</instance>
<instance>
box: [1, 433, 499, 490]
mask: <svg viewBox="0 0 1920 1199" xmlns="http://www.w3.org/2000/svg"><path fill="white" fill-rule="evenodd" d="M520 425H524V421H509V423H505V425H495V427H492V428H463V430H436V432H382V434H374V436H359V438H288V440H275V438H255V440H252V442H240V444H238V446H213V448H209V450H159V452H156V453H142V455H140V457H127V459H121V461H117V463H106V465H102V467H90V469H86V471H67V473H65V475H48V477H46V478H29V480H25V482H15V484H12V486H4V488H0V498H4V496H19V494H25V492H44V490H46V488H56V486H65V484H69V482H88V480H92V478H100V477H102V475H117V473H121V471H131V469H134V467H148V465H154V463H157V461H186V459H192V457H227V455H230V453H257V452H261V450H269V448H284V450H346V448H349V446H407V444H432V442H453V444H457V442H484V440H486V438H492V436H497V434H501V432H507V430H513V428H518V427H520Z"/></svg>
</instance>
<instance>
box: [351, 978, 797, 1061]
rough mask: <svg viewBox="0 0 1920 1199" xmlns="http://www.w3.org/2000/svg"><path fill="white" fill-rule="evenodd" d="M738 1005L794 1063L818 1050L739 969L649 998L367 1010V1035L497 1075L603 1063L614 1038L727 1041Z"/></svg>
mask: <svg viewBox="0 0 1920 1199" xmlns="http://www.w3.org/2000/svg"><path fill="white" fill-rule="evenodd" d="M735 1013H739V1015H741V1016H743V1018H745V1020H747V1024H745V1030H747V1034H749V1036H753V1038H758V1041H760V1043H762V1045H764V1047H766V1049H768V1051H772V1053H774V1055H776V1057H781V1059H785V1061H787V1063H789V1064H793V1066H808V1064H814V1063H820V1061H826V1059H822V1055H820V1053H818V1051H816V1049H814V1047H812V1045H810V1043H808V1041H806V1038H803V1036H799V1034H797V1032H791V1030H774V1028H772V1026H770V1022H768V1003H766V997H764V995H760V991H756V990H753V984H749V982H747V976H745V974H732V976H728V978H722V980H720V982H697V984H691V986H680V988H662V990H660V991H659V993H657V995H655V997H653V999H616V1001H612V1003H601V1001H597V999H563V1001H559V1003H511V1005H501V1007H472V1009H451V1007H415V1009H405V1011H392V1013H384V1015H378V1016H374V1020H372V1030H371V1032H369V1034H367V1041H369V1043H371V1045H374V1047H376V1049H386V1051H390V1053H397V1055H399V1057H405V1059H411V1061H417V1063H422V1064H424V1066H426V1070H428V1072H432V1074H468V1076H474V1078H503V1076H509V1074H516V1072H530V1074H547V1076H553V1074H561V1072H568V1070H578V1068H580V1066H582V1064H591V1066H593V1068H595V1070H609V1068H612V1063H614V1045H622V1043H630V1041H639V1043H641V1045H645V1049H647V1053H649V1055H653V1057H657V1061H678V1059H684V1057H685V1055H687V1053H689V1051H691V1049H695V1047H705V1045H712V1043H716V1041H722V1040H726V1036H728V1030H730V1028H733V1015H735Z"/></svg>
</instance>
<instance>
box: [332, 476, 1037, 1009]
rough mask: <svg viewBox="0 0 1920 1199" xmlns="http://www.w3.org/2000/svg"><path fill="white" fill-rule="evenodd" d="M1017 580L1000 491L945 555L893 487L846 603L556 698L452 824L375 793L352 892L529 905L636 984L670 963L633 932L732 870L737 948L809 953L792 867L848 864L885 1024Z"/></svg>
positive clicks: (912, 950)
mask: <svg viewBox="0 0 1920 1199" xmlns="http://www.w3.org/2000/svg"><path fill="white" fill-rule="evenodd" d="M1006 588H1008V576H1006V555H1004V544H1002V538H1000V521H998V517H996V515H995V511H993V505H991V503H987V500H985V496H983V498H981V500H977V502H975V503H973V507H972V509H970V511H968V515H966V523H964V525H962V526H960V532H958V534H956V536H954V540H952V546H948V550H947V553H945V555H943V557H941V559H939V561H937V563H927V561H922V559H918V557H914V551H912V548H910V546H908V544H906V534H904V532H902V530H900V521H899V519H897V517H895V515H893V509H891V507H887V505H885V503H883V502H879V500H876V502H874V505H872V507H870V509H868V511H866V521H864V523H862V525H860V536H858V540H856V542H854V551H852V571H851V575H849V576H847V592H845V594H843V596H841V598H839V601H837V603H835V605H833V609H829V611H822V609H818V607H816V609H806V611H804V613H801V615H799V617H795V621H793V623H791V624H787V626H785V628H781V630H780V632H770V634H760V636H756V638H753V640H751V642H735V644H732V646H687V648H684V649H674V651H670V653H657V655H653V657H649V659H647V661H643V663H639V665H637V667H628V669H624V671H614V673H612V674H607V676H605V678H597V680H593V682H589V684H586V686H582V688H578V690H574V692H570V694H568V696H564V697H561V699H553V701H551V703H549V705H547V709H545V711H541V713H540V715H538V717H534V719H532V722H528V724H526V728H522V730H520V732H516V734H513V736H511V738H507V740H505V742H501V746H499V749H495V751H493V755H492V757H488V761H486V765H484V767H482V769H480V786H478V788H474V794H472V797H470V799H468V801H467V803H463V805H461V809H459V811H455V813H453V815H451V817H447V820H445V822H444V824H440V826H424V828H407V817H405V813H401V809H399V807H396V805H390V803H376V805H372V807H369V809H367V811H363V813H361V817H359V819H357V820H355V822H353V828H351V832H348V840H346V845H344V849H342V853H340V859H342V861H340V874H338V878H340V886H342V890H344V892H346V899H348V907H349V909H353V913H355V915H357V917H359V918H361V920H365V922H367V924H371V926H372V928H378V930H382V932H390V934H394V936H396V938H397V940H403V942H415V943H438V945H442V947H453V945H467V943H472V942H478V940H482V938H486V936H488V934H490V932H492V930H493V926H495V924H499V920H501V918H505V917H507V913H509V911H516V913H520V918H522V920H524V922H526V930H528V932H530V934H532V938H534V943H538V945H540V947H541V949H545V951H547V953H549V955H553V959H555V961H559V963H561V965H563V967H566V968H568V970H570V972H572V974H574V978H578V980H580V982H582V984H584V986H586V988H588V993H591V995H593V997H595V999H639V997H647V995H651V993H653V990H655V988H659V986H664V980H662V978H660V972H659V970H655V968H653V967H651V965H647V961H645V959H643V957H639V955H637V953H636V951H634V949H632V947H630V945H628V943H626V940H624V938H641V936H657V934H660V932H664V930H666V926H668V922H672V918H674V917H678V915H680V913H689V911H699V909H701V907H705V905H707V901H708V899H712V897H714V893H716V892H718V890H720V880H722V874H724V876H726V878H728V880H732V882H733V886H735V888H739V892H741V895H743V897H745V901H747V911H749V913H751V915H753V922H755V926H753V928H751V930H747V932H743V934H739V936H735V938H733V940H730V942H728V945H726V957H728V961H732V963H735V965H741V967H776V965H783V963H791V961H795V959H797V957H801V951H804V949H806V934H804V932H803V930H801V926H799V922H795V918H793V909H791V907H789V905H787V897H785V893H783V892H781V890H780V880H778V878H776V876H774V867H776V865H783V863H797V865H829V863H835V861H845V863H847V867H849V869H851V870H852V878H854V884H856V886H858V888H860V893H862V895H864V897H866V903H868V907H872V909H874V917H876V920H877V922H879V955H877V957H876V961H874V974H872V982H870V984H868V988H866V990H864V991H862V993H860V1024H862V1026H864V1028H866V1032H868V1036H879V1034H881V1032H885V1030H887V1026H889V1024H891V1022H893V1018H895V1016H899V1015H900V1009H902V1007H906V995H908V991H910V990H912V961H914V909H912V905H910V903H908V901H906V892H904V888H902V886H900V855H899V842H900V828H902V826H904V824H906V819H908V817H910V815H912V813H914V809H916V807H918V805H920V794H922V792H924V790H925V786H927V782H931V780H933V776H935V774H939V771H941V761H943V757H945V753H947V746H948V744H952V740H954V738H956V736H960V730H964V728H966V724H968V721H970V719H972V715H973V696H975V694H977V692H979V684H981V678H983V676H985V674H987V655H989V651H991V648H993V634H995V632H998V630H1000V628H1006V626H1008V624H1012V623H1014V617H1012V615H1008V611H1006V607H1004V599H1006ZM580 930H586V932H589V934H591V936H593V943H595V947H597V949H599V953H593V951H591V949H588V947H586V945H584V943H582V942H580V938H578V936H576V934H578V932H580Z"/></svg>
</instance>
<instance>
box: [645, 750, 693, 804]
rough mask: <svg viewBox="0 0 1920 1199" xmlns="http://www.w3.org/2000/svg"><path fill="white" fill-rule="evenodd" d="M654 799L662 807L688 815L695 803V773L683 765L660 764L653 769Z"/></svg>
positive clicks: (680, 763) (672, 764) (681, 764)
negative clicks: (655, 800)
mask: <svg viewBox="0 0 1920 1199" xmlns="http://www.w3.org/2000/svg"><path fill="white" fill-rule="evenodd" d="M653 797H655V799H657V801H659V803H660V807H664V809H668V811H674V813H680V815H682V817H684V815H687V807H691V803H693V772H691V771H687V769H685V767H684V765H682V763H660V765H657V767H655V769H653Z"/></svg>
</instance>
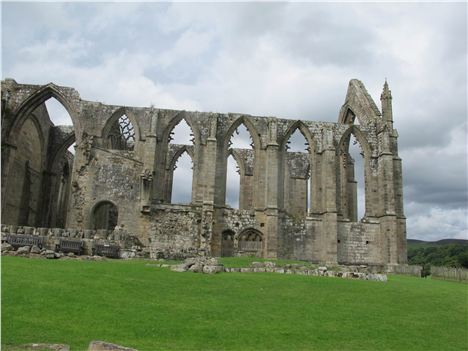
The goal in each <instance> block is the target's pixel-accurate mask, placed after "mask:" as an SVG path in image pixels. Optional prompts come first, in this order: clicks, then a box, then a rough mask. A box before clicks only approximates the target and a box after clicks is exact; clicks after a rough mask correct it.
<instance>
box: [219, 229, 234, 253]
mask: <svg viewBox="0 0 468 351" xmlns="http://www.w3.org/2000/svg"><path fill="white" fill-rule="evenodd" d="M234 235H235V233H234V232H233V231H232V230H225V231H224V232H223V233H222V234H221V256H222V257H232V256H234Z"/></svg>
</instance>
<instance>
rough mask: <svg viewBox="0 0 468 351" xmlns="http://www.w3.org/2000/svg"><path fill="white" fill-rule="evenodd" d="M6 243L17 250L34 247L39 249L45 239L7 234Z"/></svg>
mask: <svg viewBox="0 0 468 351" xmlns="http://www.w3.org/2000/svg"><path fill="white" fill-rule="evenodd" d="M6 242H7V243H8V244H10V245H11V246H13V247H14V248H18V247H21V246H34V245H36V246H37V247H39V248H40V249H42V247H43V246H44V243H45V237H44V236H37V235H27V234H9V235H8V236H7V239H6Z"/></svg>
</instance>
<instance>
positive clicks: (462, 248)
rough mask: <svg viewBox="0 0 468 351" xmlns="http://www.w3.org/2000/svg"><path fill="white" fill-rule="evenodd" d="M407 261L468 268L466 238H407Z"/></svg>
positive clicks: (466, 241)
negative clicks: (407, 258) (425, 239)
mask: <svg viewBox="0 0 468 351" xmlns="http://www.w3.org/2000/svg"><path fill="white" fill-rule="evenodd" d="M407 243H408V263H410V264H418V265H434V266H449V267H464V268H468V240H464V239H442V240H438V241H424V240H416V239H408V240H407Z"/></svg>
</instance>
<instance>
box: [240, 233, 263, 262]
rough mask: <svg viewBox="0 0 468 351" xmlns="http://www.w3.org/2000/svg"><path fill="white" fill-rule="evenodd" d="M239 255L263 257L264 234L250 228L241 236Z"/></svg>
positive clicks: (241, 233) (241, 235) (243, 233)
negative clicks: (262, 251) (262, 252)
mask: <svg viewBox="0 0 468 351" xmlns="http://www.w3.org/2000/svg"><path fill="white" fill-rule="evenodd" d="M238 249H239V254H240V255H242V256H257V257H261V256H262V251H263V234H262V233H261V232H259V231H258V230H256V229H253V228H248V229H245V230H244V231H242V233H240V234H239V246H238Z"/></svg>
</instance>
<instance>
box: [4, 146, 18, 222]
mask: <svg viewBox="0 0 468 351" xmlns="http://www.w3.org/2000/svg"><path fill="white" fill-rule="evenodd" d="M15 152H16V145H13V144H10V143H7V142H2V217H3V216H4V214H5V206H6V204H7V201H6V199H7V196H6V195H7V194H6V192H7V189H8V180H9V179H10V177H9V176H10V168H11V164H12V163H13V160H14V159H15ZM3 220H5V218H4V219H3Z"/></svg>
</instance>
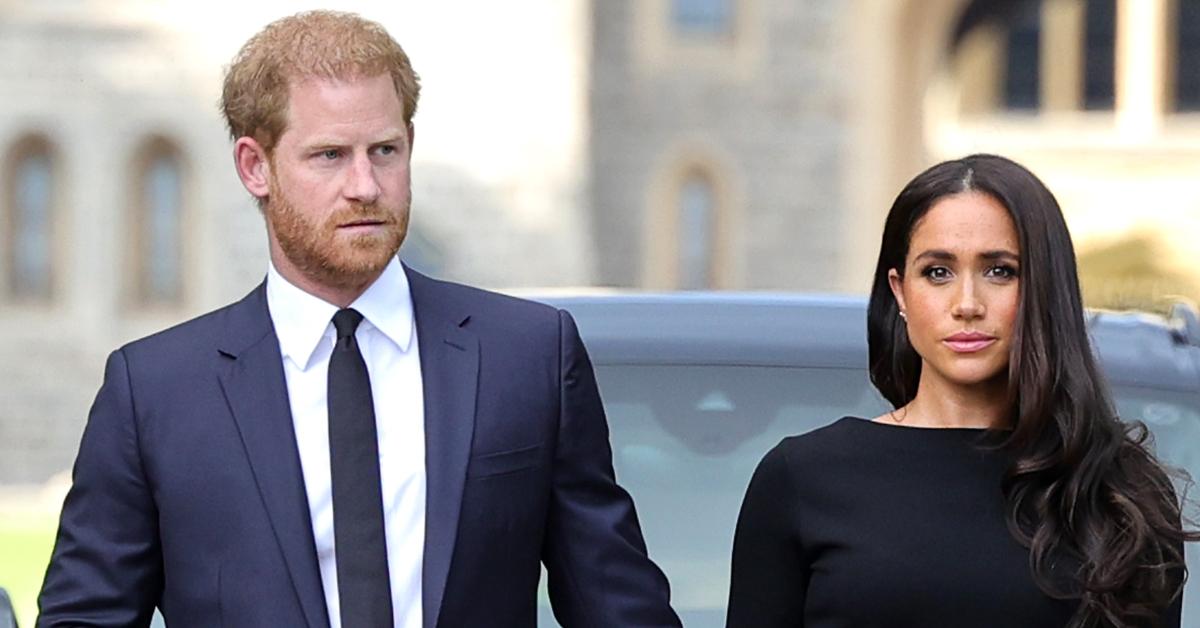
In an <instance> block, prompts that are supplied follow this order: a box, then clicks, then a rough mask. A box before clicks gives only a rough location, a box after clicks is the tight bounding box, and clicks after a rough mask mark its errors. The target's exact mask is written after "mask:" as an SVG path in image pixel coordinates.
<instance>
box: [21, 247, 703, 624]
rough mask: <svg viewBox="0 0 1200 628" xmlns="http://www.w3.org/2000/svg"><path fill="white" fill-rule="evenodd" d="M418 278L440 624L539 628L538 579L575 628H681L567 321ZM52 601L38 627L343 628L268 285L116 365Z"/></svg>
mask: <svg viewBox="0 0 1200 628" xmlns="http://www.w3.org/2000/svg"><path fill="white" fill-rule="evenodd" d="M406 270H407V269H406ZM407 271H408V276H409V283H410V287H412V295H413V304H414V311H415V319H416V333H418V337H419V339H420V343H421V355H420V357H421V376H422V379H424V389H425V439H426V443H425V447H426V478H427V501H426V533H425V558H424V564H422V569H424V573H422V609H424V617H425V627H426V628H433V627H482V626H487V627H514V628H515V627H522V628H526V627H533V626H535V622H536V620H535V616H536V587H538V579H539V575H540V567H539V563H540V562H545V564H546V568H547V573H548V578H550V581H548V587H550V594H551V600H552V605H553V609H554V614H556V616H557V617H558V620H559V622H560V623H563V624H564V626H566V627H576V626H595V627H604V628H613V627H624V626H679V620H678V618H677V617H676V615H674V612H673V611H672V610H671V608H670V605H668V593H667V582H666V579H665V578H664V575H662V573H661V572H660V570H659V569H658V568H656V567H655V566H654V564H653V563H652V562H650V561H649V558H647V555H646V548H644V545H643V542H642V534H641V531H640V528H638V525H637V518H636V514H635V512H634V504H632V502H631V500H630V497H629V495H628V494H626V492H625V491H624V490H622V489H620V488H619V486H618V485H617V484H616V482H614V478H613V469H612V461H611V449H610V445H608V432H607V424H606V420H605V417H604V411H602V408H601V405H600V396H599V394H598V390H596V385H595V379H594V376H593V372H592V365H590V363H589V360H588V357H587V353H586V352H584V348H583V345H582V343H581V341H580V337H578V333H577V331H576V328H575V323H574V321H572V319H571V317H570V316H569V315H568V313H565V312H562V311H557V310H554V309H552V307H548V306H544V305H539V304H533V303H529V301H523V300H518V299H514V298H509V297H503V295H498V294H493V293H487V292H484V291H479V289H474V288H468V287H464V286H458V285H452V283H446V282H442V281H436V280H432V279H428V277H426V276H422V275H420V274H418V273H414V271H412V270H407ZM376 385H386V382H379V383H376ZM38 605H40V609H41V616H40V618H38V622H37V626H41V627H58V626H146V624H148V623H149V621H150V616H151V614H152V611H154V608H155V606H158V608H160V609H161V611H162V614H163V616H164V617H166V620H167V623H168V626H170V627H172V628H175V627H190V626H194V627H203V628H211V627H218V626H256V627H257V626H263V627H310V628H317V627H324V626H328V623H329V620H328V610H326V608H325V598H324V593H323V591H322V585H320V573H319V569H318V564H317V555H316V549H314V543H313V537H312V526H311V525H310V516H308V504H307V500H306V496H305V488H304V477H302V474H301V469H300V457H299V454H298V450H296V444H295V433H294V431H293V425H292V414H290V409H289V405H288V395H287V384H286V381H284V375H283V365H282V359H281V354H280V345H278V340H277V339H276V335H275V331H274V329H272V325H271V319H270V316H269V313H268V309H266V297H265V289H264V286H259V287H258V288H257V289H254V291H253V292H252V293H250V294H248V295H247V297H246V298H244V299H242V300H241V301H239V303H235V304H233V305H229V306H227V307H224V309H221V310H217V311H215V312H211V313H209V315H205V316H203V317H200V318H197V319H194V321H191V322H187V323H184V324H181V325H179V327H175V328H173V329H169V330H166V331H162V333H160V334H156V335H154V336H150V337H146V339H143V340H139V341H136V342H132V343H130V345H127V346H125V347H122V348H120V349H118V351H116V352H114V353H113V354H112V355H110V357H109V359H108V365H107V369H106V373H104V383H103V385H102V388H101V390H100V393H98V395H97V397H96V401H95V405H94V406H92V409H91V413H90V415H89V418H88V426H86V429H85V430H84V435H83V441H82V443H80V445H79V455H78V459H77V460H76V465H74V471H73V485H72V488H71V491H70V494H68V496H67V498H66V502H65V504H64V509H62V519H61V524H60V527H59V534H58V540H56V543H55V548H54V554H53V557H52V560H50V566H49V569H48V570H47V574H46V582H44V585H43V588H42V593H41V597H40V600H38ZM347 628H352V627H347Z"/></svg>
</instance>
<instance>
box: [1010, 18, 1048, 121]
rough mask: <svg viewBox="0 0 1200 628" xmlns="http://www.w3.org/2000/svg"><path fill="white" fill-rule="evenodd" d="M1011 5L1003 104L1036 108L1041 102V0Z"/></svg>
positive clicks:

☆ ☆ ☆

- _YOUR OBJECTIVE_: Gather every line in the material above that contains the word "image", and list them in their original order.

- _ANSWER TO THIS EXERCISE_:
The goal in each <instance> block is the target's pixel-accurate mask, placed after "mask:" as an SVG path in image pixels. Optional prompts come first, in this order: clicks, then a box, then a rough mask. A box before clicks only approximates the target and a box after clicks is exact; clicks after a rough mask correct it.
In an <instance> block, prompts that are supplied follow this order: a box, then clicks, then a rough mask. A box before clicks gives only a rough location, a box after clicks is the tight bounding box, and clicks after a rough mask mark its errors. The target's exact mask is written after "mask:" as an SVG path in image pixel coordinates.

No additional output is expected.